*GIVEN INFORMATION*

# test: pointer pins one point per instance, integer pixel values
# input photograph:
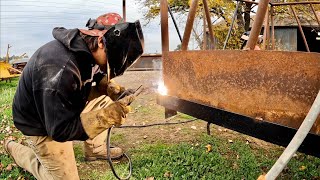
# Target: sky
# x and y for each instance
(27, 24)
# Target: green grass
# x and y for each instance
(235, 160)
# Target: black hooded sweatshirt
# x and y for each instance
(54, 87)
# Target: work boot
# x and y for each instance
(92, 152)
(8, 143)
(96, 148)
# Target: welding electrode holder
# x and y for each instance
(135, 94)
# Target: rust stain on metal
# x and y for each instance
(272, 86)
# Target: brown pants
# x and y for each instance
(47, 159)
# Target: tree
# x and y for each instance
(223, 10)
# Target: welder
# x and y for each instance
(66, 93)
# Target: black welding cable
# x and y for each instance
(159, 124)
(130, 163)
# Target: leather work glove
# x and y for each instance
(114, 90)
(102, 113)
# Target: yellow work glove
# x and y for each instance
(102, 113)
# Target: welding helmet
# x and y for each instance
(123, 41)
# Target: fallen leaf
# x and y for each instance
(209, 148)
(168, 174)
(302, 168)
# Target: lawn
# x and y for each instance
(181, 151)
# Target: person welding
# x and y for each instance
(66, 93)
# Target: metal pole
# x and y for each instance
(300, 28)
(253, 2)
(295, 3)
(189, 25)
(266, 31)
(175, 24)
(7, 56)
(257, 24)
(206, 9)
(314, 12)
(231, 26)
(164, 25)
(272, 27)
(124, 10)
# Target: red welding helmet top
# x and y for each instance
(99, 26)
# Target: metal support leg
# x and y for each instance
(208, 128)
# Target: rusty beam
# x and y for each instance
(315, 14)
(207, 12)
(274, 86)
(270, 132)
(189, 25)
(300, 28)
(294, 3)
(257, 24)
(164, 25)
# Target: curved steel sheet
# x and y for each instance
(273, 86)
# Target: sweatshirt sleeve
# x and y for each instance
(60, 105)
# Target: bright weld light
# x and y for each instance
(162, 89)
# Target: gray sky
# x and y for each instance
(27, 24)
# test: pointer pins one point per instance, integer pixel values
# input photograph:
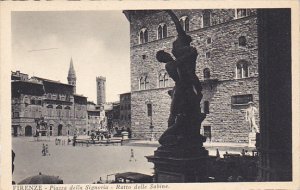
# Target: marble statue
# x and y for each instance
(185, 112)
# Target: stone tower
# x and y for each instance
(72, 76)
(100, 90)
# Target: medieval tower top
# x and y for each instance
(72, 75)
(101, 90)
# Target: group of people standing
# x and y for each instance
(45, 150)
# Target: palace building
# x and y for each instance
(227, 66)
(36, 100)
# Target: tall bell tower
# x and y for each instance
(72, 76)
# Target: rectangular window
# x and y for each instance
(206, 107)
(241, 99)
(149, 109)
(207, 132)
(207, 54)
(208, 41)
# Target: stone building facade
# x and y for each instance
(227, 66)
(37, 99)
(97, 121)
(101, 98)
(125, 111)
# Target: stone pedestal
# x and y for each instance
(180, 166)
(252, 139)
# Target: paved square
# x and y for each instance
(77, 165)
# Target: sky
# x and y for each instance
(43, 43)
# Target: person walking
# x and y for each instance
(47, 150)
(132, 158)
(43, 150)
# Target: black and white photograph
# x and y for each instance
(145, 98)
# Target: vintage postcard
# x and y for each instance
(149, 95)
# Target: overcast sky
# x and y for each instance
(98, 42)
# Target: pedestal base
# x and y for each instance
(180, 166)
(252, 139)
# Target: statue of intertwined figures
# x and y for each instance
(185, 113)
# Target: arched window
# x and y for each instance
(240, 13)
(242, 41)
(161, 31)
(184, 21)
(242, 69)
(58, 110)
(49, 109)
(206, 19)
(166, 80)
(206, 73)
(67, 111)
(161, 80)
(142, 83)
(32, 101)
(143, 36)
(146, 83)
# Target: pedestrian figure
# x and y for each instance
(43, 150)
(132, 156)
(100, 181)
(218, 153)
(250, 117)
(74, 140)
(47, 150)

*TO DO*
Revise the listing above by replacing every occurrence of "Target" with "Object" and leaving every other line unchanged. Omit the pictures from your answer.

*TASK RESULT*
# test: pointer pins one point per instance, integer pixel values
# input photograph:
# Object: sky
# x and y for each instance
(27, 24)
# Object: green grass
# x and y for each instance
(235, 160)
# Object: black hooded sweatshirt
# x and y for each instance
(54, 87)
# Object: work boot
# x and y for each instance
(92, 152)
(8, 143)
(96, 148)
# Object: welding electrode holder
# x and y for each instance
(135, 94)
# Object: rust stain on metal
# x and y for each instance
(272, 86)
# Object: brown pants
# x and y for each instance
(47, 159)
# Object: tree
# x and y for each instance
(223, 10)
# Object: welder
# x and y for each instance
(66, 93)
# Object: black welding cable
# x and y for each instance
(159, 124)
(130, 163)
# Object: leather work glove
# x and y for each instance
(114, 90)
(102, 113)
# Object: yellow work glove
# x and y for each instance
(102, 113)
# Object: welding helmet
# x and y for each instance
(123, 41)
# Object: fallen leaf
# x and y for each instance
(209, 148)
(168, 174)
(302, 168)
# Object: lawn
# x and y for each instance
(181, 151)
# Object: person welding
# x and y for each instance
(66, 93)
# Object: metal pole
# x and y for each instance
(300, 28)
(253, 2)
(295, 3)
(189, 25)
(266, 31)
(175, 24)
(7, 56)
(257, 24)
(206, 9)
(314, 12)
(231, 26)
(164, 25)
(272, 27)
(124, 10)
# Object: red welding helmet top
# x and y for each instance
(99, 26)
# Object: metal support leg
# x and y for each instance
(208, 128)
# Object: rusty beam
# x and y for each instance
(315, 14)
(207, 12)
(274, 86)
(270, 132)
(189, 25)
(300, 28)
(294, 3)
(257, 24)
(164, 25)
# Object: curved steel sheet
# x and y for each instance
(273, 86)
# Object: sweatshirt sleeve
# x and y for each instance
(60, 105)
# Object: bright weld light
# x and y for each instance
(162, 89)
# Object: gray sky
# x and y for each instance
(27, 24)
# test: pointer pins one point per instance, integer pixel values
# input photograph:
# Object: marble statue
# x and y for each instance
(185, 112)
# Object: stone tower
# x and y for each instance
(72, 76)
(100, 90)
# Object: medieval tower top
# x and y for each instance
(72, 75)
(101, 90)
# Object: group of people standing
# x and y for each instance
(45, 150)
# Object: palace building
# x and y for each instance
(227, 66)
(36, 100)
# Object: tall bell tower
# x and y for each instance
(72, 76)
# Object: rectangular window
# x and y for each instance
(206, 107)
(241, 99)
(149, 109)
(207, 132)
(207, 54)
(208, 41)
# Object: stone building facade
# x and y for each instance
(227, 66)
(37, 99)
(97, 121)
(101, 98)
(125, 111)
# Object: stone pedestal
# x and y for each instance
(180, 166)
(252, 139)
# Object: paved square
# x and y for each instance
(77, 165)
# Object: sky
# x and y for each instance
(43, 43)
# Object: person walking
# x and y for each instance
(47, 150)
(132, 158)
(43, 150)
# Object: black and white photograph
# x and y for each instance
(145, 98)
# Object: vintage postcard
# x and y for each instance
(149, 95)
# Object: overcast sky
# x and y for each instance
(98, 42)
# Object: pedestal base
# x and y for each instance
(180, 166)
(252, 139)
# Object: statue of intertwined figures
# x and y for each instance
(185, 113)
# Object: arched window
# x and y for each instance
(240, 13)
(242, 41)
(161, 31)
(184, 21)
(242, 69)
(58, 110)
(49, 109)
(206, 19)
(166, 80)
(206, 73)
(67, 111)
(161, 80)
(142, 83)
(32, 101)
(143, 36)
(146, 83)
# Object: pedestrian figure
# x and y for each instance
(43, 150)
(132, 156)
(100, 181)
(218, 153)
(250, 117)
(74, 140)
(47, 150)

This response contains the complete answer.